- What to produce -
In the listing below, swap every "instance" for "occurrence" and write the lines out again with nothing else altered. Omit the pictures from your answer.

- Data for this exercise -
════

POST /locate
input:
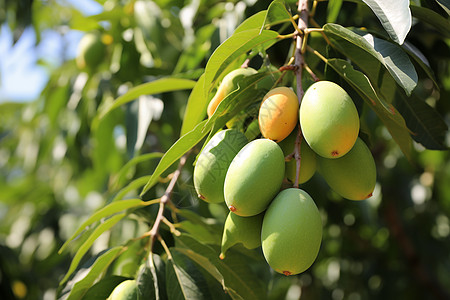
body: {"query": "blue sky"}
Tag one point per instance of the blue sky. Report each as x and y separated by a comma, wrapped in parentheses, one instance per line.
(21, 78)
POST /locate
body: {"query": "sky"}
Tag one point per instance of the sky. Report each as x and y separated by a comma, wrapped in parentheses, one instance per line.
(21, 77)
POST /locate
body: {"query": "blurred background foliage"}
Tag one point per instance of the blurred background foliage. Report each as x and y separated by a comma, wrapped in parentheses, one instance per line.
(56, 169)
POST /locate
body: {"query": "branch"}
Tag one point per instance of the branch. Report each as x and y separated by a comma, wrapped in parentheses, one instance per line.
(165, 199)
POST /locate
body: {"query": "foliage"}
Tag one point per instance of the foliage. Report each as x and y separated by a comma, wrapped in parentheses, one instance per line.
(99, 150)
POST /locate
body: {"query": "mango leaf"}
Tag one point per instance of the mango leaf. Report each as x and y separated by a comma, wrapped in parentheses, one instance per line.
(155, 87)
(366, 51)
(237, 277)
(196, 107)
(256, 21)
(230, 50)
(103, 288)
(424, 121)
(183, 280)
(433, 18)
(105, 226)
(98, 268)
(395, 16)
(106, 211)
(276, 14)
(390, 117)
(178, 149)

════

- Reply to the exercise -
POST /locate
input:
body: {"query": "blue sky"}
Tag one point per occurrence of the blue sky. Report each as x and y separated by a comma, wrapped in parentheses, one occurrence per line.
(21, 78)
POST /locate
body: {"query": "sky"}
Tag one point per occurrence of the sky. Report each as x and y separated by a comma, wrapped in parentheses, one occurrence per line.
(21, 77)
POST /locate
body: {"query": "blurred background foliage"}
Tag one point per occurrence of the blurred background foliage. Report each as x and y separated by a comma, wrapped in parentheses, one occurrence per line.
(56, 169)
POST /locate
body: {"query": "branch"}
Tag one point per occurrence of the branch. Report each as x and y separated by a comma, wrapped in parentheses, one occurrence per line.
(165, 199)
POST /locate
body: {"query": "foliage"}
Tag one point per occurrence of the foliage. Report each as x and y separated by a comma, wrapped in parentheses, one occurrence per line.
(99, 150)
POST /locate
body: {"query": "mango leaf"}
Tag one point per occurrence of the mango leaf. Report each as x and y separated by a comma, wrapped in parentheses, one occurrence per line.
(155, 87)
(366, 51)
(237, 277)
(196, 107)
(256, 21)
(230, 50)
(103, 288)
(424, 121)
(183, 280)
(433, 18)
(105, 226)
(98, 268)
(395, 16)
(106, 211)
(276, 14)
(390, 117)
(178, 149)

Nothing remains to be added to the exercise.